TASK OBJECTIVE |
Copy the data below, switching every "marker" to "dot" and leaving everything else unchanged. Begin at the start of the data and stop after the line that contains "<point>90,154</point>".

SUPPLIED MATERIAL |
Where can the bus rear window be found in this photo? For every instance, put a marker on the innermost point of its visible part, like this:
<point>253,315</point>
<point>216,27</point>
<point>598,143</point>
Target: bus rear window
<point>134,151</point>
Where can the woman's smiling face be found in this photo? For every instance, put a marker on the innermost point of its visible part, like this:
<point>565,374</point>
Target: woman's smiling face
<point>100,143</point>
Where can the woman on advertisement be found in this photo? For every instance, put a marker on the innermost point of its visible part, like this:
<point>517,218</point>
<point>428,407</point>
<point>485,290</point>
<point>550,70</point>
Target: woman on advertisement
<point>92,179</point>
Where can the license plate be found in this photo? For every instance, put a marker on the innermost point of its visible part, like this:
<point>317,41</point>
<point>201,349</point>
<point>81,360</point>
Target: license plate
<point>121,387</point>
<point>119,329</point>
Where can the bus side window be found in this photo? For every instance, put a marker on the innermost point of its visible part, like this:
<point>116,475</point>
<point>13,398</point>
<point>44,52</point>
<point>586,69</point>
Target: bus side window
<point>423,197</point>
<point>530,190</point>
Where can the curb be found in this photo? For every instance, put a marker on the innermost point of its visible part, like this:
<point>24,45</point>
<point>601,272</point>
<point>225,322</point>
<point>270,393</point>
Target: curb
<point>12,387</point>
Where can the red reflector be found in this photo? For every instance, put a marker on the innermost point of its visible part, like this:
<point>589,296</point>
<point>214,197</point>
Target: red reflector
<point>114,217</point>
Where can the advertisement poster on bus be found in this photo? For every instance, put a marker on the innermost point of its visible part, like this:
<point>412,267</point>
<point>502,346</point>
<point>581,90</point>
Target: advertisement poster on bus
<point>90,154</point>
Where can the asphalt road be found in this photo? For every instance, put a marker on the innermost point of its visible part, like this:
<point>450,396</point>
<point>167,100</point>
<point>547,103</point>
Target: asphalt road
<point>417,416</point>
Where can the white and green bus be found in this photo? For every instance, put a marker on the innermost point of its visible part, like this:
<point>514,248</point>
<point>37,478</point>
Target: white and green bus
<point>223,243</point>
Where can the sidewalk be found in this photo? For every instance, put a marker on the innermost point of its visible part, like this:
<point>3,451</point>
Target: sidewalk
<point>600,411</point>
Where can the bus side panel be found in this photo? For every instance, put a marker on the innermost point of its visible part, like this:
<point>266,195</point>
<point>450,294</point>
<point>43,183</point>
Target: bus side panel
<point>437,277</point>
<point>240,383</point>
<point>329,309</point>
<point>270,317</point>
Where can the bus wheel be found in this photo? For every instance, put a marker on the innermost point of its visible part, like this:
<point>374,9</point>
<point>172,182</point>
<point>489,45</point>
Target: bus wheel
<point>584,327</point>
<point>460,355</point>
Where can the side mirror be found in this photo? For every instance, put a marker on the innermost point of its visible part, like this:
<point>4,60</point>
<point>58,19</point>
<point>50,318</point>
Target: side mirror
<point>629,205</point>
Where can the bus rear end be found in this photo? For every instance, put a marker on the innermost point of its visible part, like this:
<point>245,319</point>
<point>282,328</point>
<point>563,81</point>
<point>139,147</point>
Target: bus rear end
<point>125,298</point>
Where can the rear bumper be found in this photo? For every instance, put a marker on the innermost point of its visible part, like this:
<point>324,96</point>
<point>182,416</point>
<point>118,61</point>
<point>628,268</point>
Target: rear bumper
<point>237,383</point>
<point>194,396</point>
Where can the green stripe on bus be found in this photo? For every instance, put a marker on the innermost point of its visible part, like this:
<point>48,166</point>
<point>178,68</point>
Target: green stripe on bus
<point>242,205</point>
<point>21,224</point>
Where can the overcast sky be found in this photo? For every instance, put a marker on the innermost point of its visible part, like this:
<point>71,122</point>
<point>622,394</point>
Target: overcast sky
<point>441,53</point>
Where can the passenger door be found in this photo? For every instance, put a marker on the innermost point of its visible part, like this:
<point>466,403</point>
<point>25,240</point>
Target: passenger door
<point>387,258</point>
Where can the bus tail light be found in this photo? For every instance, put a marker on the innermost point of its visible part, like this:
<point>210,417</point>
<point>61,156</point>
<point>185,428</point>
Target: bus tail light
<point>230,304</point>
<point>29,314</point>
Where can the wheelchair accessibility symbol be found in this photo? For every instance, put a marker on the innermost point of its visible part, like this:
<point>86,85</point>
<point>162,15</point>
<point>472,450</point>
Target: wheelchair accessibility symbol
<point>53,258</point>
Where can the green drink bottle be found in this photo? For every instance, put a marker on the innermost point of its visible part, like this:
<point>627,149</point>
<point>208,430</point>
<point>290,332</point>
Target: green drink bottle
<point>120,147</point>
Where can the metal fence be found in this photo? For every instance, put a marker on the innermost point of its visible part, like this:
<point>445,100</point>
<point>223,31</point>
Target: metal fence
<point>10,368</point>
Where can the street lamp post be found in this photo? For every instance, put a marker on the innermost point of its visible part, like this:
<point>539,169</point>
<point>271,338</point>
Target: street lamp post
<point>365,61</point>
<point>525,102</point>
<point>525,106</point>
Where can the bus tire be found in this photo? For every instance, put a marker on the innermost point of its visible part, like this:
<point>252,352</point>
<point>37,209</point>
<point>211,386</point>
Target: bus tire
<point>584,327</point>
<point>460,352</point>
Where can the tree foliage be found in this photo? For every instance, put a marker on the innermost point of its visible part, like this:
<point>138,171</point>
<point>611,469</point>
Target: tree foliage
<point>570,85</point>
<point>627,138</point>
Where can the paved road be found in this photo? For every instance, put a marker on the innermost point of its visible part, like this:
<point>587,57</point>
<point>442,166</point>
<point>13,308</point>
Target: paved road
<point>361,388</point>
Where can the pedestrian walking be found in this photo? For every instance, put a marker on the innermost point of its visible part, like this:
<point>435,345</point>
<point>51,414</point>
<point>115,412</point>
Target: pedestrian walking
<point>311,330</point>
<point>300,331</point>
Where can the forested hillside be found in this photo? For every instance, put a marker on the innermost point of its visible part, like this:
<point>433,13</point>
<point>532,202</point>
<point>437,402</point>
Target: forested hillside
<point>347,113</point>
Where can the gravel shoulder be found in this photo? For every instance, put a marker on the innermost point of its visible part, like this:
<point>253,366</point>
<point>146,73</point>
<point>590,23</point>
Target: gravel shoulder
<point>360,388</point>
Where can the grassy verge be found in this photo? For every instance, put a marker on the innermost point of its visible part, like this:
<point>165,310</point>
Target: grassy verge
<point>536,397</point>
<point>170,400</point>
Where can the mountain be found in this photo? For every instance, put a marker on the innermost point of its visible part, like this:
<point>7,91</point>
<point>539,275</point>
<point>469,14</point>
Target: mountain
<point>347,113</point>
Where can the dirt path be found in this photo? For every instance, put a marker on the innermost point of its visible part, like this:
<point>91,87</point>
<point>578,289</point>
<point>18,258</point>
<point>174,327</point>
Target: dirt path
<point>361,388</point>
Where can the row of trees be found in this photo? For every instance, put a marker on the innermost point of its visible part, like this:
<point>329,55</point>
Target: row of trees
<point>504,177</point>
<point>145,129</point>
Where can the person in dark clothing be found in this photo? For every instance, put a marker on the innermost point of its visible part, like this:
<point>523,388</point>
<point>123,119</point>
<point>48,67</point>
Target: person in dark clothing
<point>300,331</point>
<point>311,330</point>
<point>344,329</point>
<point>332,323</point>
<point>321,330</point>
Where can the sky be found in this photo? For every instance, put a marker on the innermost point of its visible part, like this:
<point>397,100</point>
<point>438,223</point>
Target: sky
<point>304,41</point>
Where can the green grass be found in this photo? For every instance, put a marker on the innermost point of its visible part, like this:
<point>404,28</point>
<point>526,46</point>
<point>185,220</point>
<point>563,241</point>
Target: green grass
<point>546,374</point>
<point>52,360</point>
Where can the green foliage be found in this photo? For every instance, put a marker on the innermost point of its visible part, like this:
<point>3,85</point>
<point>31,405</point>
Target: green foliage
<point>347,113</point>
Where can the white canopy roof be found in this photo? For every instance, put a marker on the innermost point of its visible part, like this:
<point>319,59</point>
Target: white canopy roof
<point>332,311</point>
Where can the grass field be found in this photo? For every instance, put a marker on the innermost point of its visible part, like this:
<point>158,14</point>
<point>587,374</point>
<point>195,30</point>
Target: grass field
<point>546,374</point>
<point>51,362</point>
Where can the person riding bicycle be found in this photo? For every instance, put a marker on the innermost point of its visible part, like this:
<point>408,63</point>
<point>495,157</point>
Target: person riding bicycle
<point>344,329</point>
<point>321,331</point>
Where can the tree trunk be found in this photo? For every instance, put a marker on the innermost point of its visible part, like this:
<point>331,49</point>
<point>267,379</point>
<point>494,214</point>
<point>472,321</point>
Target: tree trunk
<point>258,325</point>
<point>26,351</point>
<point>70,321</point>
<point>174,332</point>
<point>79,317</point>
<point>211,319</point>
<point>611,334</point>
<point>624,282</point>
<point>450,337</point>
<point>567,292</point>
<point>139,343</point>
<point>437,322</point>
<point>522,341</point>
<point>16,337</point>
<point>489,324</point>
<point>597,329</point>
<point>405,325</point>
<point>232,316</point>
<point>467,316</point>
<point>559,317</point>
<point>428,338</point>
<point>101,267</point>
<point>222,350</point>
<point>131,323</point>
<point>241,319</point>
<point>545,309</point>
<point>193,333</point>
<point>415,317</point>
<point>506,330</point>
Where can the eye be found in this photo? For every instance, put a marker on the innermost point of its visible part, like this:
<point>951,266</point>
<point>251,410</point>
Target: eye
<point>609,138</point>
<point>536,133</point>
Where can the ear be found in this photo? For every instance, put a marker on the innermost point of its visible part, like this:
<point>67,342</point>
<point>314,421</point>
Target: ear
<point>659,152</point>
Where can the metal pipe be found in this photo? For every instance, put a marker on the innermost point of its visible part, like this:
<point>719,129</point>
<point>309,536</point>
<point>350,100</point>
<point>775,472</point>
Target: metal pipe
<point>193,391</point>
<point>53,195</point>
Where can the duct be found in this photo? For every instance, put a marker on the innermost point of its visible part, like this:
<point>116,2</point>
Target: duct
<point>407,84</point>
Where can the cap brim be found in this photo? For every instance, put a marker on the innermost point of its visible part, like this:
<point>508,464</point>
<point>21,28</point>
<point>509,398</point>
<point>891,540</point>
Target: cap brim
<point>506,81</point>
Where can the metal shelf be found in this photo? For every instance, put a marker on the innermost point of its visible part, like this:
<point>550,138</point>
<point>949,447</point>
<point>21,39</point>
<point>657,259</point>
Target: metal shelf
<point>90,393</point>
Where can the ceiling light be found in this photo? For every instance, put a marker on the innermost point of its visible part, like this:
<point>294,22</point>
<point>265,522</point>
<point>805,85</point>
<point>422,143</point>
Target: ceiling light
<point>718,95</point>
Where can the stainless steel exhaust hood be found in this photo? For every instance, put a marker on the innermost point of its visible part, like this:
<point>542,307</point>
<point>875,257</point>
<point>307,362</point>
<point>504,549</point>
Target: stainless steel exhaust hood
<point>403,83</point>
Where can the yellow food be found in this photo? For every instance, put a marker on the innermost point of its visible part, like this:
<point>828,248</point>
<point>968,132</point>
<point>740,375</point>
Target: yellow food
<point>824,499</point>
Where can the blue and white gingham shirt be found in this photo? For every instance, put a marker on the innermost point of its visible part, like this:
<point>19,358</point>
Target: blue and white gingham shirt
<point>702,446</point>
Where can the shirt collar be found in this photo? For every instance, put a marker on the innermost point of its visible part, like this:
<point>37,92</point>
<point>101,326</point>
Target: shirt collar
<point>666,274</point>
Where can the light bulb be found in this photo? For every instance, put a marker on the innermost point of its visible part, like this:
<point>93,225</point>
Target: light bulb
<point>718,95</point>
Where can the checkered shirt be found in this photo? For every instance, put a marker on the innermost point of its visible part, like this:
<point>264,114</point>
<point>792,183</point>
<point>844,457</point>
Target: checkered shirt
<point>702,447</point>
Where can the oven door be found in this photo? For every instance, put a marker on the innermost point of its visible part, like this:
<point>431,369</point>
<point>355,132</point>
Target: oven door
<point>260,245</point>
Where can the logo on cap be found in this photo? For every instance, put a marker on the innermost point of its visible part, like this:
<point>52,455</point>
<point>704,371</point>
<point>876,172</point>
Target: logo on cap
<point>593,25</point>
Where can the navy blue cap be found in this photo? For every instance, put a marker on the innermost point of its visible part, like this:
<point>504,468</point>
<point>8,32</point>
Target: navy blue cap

RESPONSE |
Where can the bus rear window be found in this photo? For every instance, put a dot on the innermost point of its visible part, like this:
<point>253,315</point>
<point>216,27</point>
<point>598,143</point>
Target: bus rear window
<point>134,151</point>
Where can the woman's smiling face be found in this photo? For every instance, put a dot on the innermost point of its visible part, like this:
<point>565,374</point>
Target: woman's smiling face
<point>100,143</point>
Where can the woman on advertisement be found in this photo? For every instance, put a dot on the innermost point of its visible part, like this:
<point>517,218</point>
<point>428,407</point>
<point>485,290</point>
<point>550,70</point>
Target: woman on advertisement
<point>92,179</point>
Where can the license plate be found in this photo? For every instance, put a dot on the innermost point of its visible part, like this:
<point>317,41</point>
<point>201,349</point>
<point>81,360</point>
Target: license plate
<point>121,387</point>
<point>119,329</point>
Where can the bus side window be found in this photo? For every instance, put a dot on the innermost point of its visible part, like this:
<point>116,475</point>
<point>13,398</point>
<point>44,52</point>
<point>586,69</point>
Target: bus side window
<point>423,197</point>
<point>530,190</point>
Where can the curb be found in this photo? For every instance, put a dot on the innermost point of its visible part, like this:
<point>24,45</point>
<point>601,272</point>
<point>225,322</point>
<point>270,393</point>
Target: curb
<point>12,387</point>
Where can the red reflector be found in this photo? For every instance, put a dot on the innermost point of its visible part, like this:
<point>589,296</point>
<point>214,197</point>
Target: red reflector
<point>114,217</point>
Where can the advertisement poster on bus be found in this photo? For every instance, put a dot on the innermost point of its visible part, like this:
<point>412,267</point>
<point>502,346</point>
<point>581,90</point>
Target: advertisement poster on bus
<point>90,154</point>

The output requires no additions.